— BEGIN SUPPLIED PASSAGE —

Why aren’t EDA tools more precise?
| Summary: Why can't EDA verification tools, particularly circuit simulation and parasitic extraction/reduction tools, deliver precise results at the finest level of resolution supported by the computer architecture? For today's machines that would mean full double precision supporting 15 significant digits. And yet many products only give credence to the first few. What's up with that? |
Why can’t EDA verification tools, particularly circuit simulation and parasitic extraction/reduction tools, deliver precise results at the finest level of resolution supported by the computer architecture? For today’s machines that would mean full double precision supporting 15 significant digits. And yet many products only give credence to the first few. What’s up with that?
Parasitic reduction
If we hold the die size constant (for cost reasons) and walk down the process nodes (130nm, 90nm, 65nm, 45nm, etc), then to the first order, the number of MOS integrated increases with the square of the process node. The number of extracted parasitics, all things being equal, also increases in this squared relationship. However, all things aren’t equal. In order to increase the precision of post-extracted analysis, designers are performing extraction with finer and finer resolution, meaning finer-grained geometry fracturing. Additionally, power net extraction is now a mandatory step, and it won’t be too long before substrate extraction (it will depend at first on selection of epi or non-epi bulk material) is required in order to verify correct isolation between analog and digital stages. These two refinements are causing an explosion in the number of extracted parasitics present in the final netlist, and many traditional design tools are unable to cope. In fact, some new design tools are also unable to cope — I know of one current (recently released) SPICE-like simulator that permits only a single resistor and grounded capacitor pair per MOS. That’s about as much use as a chocolate teapot. The only alternative available to users of these tools is to apply aggressive parasitic reduction. Using this approach, you may be able to read the design into the tool, but you’ll miss subtle parasitic-induced effects. Indeed, you may see, as I have recently, results accurate only to the second significant figure. This just isn’t good enough.

— END SUPPLIED PASSAGE —
— BEGIN MATERIAL SHOWN —

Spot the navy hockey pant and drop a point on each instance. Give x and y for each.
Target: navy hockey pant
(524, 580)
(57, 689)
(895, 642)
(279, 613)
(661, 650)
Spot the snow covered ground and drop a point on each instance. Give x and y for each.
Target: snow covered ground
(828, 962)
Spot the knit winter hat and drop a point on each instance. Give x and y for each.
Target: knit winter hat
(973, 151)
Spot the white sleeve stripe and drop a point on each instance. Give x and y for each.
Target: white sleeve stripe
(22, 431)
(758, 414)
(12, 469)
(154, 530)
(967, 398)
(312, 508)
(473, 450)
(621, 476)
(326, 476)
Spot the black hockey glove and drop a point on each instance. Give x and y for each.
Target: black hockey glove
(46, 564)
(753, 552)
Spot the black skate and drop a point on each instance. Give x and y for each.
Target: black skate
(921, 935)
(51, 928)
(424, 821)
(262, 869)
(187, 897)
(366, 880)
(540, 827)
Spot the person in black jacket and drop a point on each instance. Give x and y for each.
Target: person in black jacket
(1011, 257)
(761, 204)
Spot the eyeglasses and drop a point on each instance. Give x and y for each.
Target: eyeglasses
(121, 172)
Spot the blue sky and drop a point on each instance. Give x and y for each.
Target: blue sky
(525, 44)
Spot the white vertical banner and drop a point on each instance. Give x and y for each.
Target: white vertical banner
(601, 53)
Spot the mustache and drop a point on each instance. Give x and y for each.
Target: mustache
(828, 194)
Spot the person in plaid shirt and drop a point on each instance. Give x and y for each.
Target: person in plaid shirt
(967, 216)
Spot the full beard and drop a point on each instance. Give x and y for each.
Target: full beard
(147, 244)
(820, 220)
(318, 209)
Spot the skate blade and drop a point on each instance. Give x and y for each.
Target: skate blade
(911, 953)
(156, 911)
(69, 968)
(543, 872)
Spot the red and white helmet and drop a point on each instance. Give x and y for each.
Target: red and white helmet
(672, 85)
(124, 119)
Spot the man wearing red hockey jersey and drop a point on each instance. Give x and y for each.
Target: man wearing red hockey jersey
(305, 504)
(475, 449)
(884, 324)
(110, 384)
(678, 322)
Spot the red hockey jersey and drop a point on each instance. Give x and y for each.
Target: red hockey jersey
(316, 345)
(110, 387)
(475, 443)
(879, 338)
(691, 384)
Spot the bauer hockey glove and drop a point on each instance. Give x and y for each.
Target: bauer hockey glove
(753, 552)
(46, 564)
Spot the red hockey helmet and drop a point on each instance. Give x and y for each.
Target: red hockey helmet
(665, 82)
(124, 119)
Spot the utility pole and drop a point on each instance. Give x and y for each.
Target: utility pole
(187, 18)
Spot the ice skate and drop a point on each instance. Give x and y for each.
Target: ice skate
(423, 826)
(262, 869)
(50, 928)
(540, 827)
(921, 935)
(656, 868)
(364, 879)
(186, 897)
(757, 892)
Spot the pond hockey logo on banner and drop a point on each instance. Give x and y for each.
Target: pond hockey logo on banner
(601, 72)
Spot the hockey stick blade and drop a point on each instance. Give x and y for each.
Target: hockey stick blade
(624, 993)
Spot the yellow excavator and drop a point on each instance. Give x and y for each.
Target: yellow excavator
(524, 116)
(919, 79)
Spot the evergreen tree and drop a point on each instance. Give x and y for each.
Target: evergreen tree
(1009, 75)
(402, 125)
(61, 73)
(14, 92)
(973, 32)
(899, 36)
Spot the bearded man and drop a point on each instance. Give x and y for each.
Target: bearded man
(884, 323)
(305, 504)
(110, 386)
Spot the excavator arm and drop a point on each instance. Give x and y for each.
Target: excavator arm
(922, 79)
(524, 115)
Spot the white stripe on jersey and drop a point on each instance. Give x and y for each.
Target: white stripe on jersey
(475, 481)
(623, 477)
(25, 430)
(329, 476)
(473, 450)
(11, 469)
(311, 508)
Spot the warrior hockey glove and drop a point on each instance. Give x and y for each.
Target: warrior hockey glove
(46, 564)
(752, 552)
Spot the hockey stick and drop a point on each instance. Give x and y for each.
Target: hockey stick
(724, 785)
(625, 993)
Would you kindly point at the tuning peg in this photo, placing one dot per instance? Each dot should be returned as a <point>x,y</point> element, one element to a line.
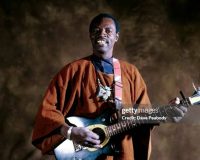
<point>195,87</point>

— END MATERIAL SHOWN —

▶ **TASK DESCRIPTION**
Update the text on EDA tool precision from "Why aren’t EDA" to "What’s up with that?", putting "timing analysis" wherever "circuit simulation" appears. The records come from a different source than the text.

▶ **EXERCISE SOLUTION**
Why aren’t EDA tools more precise?
| Summary: Why can't EDA verification tools, particularly timing analysis and parasitic extraction/reduction tools, deliver precise results at the finest level of resolution supported by the computer architecture? For today's machines that would mean full double precision supporting 15 significant digits. And yet many products only give credence to the first few. What's up with that? |
Why can’t EDA verification tools, particularly timing analysis and parasitic extraction/reduction tools, deliver precise results at the finest level of resolution supported by the computer architecture? For today’s machines that would mean full double precision supporting 15 significant digits. And yet many products only give credence to the first few. What’s up with that?